■ **Exercise input**:

BEGIN

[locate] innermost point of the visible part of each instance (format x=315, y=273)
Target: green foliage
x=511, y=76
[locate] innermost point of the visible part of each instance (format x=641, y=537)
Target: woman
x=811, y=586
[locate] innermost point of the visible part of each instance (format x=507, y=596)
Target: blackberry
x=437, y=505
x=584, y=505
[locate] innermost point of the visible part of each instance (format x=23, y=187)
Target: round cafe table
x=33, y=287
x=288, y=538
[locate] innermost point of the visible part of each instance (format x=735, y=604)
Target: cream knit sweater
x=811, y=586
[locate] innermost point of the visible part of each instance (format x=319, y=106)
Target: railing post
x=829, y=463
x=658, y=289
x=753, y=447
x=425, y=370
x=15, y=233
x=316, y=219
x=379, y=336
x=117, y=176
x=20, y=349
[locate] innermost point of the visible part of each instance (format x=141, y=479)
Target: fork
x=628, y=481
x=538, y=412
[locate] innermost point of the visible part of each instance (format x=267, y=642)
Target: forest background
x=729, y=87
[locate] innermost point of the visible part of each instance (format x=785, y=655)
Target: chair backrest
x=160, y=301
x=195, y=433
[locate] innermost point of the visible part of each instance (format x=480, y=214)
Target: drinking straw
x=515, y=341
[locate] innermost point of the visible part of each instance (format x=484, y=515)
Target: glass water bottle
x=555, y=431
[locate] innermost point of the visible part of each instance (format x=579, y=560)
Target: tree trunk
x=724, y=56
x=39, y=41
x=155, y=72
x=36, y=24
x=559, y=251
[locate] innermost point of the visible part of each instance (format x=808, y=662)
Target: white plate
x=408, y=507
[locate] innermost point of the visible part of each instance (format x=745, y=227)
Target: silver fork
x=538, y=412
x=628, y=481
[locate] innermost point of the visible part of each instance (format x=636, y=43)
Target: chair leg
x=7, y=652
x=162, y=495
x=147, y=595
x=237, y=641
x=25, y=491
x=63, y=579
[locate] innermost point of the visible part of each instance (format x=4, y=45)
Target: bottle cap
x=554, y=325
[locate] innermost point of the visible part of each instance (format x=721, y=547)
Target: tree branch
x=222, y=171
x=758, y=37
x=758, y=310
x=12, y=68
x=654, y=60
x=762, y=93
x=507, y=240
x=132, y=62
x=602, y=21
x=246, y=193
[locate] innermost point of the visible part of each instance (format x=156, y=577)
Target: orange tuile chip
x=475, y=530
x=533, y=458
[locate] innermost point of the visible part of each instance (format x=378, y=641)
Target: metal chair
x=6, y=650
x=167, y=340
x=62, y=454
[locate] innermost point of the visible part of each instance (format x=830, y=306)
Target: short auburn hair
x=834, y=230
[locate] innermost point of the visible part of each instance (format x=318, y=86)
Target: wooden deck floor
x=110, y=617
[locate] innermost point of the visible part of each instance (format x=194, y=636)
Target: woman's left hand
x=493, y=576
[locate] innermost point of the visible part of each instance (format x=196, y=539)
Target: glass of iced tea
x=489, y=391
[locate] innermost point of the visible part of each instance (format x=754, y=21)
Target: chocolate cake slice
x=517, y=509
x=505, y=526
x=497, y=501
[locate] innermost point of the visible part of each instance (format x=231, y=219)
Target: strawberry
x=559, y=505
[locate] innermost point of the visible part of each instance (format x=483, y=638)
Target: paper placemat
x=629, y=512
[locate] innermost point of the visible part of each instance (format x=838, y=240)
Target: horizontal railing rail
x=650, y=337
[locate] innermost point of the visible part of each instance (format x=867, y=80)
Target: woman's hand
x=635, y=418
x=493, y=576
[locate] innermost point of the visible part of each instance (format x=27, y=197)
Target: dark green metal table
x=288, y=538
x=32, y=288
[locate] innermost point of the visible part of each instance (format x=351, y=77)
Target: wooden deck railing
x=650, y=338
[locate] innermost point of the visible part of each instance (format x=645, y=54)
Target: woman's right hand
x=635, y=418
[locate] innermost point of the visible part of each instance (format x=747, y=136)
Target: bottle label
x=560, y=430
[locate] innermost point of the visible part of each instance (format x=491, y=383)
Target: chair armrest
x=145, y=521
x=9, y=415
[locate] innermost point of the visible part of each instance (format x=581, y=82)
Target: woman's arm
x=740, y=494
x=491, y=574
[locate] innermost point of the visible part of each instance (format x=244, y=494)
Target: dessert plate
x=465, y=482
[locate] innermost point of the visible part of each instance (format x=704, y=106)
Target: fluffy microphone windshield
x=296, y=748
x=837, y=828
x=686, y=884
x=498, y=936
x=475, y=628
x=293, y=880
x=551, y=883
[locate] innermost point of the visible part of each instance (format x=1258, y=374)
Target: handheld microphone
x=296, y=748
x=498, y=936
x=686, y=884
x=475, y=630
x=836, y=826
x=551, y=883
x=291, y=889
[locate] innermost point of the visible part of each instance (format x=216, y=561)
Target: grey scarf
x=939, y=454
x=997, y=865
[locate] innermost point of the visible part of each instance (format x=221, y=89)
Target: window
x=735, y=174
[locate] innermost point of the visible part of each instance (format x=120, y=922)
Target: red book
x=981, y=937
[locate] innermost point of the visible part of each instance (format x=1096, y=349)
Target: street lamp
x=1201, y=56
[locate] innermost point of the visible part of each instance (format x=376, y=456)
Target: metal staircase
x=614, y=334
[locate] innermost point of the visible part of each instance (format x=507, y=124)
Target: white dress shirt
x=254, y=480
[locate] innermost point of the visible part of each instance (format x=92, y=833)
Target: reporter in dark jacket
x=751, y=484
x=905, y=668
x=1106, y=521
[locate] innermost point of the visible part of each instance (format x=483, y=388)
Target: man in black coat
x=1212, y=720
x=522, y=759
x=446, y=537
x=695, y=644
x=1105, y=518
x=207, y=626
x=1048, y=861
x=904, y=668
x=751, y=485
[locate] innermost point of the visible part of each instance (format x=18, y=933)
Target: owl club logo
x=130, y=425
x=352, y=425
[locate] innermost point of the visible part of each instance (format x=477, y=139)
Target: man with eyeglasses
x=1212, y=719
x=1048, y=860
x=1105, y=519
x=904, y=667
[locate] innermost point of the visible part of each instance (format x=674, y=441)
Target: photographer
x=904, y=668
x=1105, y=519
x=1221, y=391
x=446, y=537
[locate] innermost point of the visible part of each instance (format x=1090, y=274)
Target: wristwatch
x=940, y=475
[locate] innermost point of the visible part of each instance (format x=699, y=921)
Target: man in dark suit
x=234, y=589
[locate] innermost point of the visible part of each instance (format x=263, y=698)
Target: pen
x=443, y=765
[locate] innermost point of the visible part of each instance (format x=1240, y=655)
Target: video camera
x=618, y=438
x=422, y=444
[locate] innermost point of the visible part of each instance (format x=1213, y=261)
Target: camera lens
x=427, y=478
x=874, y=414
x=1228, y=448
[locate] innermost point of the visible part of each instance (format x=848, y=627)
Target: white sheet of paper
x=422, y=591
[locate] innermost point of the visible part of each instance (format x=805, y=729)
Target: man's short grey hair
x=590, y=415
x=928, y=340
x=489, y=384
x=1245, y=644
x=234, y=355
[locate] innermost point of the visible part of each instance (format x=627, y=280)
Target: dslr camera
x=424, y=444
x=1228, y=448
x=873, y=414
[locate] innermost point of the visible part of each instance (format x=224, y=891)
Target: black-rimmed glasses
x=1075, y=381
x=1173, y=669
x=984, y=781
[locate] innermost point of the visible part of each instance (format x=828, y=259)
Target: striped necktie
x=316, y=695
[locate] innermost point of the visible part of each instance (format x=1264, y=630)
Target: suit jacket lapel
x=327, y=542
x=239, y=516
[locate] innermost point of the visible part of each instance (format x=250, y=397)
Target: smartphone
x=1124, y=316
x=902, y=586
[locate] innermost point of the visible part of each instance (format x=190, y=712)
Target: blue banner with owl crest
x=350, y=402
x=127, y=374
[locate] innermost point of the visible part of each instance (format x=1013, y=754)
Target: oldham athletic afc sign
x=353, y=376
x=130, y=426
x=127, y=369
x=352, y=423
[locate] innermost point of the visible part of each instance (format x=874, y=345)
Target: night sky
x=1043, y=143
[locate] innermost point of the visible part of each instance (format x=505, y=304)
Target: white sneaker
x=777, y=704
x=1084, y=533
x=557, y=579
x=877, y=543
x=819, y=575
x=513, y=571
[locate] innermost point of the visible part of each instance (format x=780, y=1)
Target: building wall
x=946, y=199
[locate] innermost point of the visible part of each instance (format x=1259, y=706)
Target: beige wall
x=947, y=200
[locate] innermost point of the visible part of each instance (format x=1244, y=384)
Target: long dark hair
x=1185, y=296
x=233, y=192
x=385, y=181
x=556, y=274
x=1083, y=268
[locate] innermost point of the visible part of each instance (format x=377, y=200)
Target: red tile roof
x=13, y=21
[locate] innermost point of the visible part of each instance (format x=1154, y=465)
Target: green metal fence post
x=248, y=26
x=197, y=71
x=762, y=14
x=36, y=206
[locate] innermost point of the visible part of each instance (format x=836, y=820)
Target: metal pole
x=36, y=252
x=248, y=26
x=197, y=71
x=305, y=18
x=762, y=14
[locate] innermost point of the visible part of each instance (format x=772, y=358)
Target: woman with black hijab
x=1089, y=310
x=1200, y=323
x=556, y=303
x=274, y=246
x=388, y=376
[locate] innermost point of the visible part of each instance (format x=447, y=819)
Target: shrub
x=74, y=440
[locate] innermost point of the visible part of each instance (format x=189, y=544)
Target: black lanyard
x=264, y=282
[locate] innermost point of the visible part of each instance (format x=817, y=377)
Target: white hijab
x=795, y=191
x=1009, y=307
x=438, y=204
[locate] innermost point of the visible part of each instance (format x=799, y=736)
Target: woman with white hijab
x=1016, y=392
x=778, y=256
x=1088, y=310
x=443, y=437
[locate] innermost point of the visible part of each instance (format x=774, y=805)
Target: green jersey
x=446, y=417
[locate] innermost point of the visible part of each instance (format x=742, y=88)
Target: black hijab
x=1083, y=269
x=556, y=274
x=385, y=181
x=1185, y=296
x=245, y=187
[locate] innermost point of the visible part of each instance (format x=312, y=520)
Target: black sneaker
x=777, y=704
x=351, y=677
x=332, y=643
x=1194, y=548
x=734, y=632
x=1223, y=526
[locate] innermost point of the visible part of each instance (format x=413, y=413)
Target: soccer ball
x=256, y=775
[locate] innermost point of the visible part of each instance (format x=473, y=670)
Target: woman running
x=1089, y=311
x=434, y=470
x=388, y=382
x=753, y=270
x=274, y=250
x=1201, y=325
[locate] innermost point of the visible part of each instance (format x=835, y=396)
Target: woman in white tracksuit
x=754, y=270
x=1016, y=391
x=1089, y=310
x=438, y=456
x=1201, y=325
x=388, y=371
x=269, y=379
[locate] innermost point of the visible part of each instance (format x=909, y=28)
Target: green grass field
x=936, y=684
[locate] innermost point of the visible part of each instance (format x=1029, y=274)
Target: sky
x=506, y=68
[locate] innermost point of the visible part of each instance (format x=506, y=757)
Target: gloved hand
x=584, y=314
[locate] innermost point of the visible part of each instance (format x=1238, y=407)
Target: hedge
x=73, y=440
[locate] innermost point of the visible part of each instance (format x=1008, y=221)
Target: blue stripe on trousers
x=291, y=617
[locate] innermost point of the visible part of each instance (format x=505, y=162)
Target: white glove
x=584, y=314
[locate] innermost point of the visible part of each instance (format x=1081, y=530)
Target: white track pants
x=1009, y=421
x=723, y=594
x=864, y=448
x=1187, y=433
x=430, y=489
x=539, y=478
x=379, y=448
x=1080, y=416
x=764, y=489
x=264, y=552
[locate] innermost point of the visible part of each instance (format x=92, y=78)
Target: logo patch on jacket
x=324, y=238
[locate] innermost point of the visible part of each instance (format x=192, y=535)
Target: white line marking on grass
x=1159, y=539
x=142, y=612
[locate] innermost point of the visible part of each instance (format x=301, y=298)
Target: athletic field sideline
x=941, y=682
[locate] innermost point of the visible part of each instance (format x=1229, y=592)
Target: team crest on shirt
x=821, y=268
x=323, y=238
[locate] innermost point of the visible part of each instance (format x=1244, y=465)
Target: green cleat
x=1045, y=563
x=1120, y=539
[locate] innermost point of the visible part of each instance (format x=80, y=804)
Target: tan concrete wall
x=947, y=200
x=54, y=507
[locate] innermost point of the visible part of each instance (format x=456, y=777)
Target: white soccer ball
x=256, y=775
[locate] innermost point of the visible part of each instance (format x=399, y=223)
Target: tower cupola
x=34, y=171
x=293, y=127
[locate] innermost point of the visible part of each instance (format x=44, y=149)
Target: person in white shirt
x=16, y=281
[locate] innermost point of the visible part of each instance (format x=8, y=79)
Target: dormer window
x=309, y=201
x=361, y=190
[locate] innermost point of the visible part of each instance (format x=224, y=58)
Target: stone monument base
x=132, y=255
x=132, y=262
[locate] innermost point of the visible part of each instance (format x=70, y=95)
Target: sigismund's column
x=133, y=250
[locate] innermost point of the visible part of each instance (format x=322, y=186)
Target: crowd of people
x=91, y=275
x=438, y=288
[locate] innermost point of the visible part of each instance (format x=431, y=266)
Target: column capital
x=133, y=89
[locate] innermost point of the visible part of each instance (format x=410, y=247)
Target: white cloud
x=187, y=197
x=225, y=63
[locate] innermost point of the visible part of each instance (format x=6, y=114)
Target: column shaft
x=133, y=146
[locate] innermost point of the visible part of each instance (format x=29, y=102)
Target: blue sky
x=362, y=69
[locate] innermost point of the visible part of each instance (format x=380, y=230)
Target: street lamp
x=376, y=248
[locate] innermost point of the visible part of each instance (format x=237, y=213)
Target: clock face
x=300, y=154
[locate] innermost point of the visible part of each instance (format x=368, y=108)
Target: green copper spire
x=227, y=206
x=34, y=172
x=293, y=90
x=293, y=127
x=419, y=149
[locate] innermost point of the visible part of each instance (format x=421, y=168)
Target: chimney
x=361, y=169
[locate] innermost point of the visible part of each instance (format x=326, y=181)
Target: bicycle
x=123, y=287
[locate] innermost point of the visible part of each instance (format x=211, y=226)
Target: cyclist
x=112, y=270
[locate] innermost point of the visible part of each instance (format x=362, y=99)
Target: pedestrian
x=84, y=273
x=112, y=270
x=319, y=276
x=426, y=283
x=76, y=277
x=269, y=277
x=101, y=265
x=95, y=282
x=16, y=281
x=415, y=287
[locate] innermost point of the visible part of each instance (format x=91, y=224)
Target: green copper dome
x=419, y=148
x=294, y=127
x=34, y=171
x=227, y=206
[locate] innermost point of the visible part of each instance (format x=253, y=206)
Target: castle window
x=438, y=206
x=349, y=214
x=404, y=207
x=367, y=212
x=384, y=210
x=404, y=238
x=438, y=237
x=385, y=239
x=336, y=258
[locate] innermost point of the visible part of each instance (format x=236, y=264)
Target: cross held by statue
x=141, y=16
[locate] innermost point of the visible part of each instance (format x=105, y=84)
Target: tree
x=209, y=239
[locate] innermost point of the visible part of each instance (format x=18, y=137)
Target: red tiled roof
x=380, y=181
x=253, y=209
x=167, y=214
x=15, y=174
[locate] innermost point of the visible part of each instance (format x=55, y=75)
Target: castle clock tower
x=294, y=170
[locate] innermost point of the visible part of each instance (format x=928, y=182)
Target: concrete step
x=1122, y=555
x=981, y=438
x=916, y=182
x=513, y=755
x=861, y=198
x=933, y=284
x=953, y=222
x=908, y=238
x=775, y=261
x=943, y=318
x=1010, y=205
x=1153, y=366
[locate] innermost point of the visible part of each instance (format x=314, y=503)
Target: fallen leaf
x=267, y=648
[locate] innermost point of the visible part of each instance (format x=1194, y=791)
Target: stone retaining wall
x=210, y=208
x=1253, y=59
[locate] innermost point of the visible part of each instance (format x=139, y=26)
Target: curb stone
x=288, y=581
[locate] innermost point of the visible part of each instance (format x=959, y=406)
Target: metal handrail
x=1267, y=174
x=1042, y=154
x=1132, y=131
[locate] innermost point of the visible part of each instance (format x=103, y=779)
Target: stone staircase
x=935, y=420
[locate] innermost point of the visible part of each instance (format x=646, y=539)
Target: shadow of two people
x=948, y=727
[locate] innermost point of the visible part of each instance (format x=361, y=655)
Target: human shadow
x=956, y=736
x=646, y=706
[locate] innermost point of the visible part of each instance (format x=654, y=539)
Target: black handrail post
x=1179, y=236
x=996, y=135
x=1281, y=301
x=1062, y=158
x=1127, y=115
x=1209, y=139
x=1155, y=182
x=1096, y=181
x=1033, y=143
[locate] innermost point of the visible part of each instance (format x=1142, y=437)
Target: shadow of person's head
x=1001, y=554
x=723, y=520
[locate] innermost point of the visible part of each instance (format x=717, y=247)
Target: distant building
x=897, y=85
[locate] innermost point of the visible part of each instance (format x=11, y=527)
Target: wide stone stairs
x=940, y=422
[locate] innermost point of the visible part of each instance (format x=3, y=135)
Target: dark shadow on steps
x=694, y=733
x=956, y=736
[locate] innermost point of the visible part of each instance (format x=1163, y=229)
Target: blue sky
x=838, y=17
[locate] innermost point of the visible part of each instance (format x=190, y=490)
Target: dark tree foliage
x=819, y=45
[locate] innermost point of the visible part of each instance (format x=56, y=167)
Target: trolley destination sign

END

■ **Given problem**:
Copy out the lines starting with the one that contains "(format x=141, y=479)" and ending with the one that contains "x=408, y=507", including both, with every character unchanged.

■ **Final result**:
[locate] innermost point of the visible part of each instance (format x=141, y=479)
Target: fork
x=628, y=481
x=538, y=412
[locate] innermost point of the visible part of each instance (format x=267, y=642)
Target: forest background
x=729, y=87
[locate] innermost point of the visible part of each instance (format x=785, y=655)
Target: chair backrest
x=160, y=301
x=195, y=433
[locate] innermost point of the visible part of each instance (format x=480, y=214)
Target: drinking straw
x=515, y=341
[locate] innermost point of the visible part of each instance (format x=484, y=515)
Target: glass water bottle
x=555, y=431
[locate] innermost point of the visible part of each instance (format x=579, y=560)
Target: tree trunk
x=724, y=56
x=39, y=41
x=155, y=72
x=36, y=24
x=559, y=251
[locate] innermost point of the visible part of each instance (format x=808, y=662)
Target: white plate
x=408, y=507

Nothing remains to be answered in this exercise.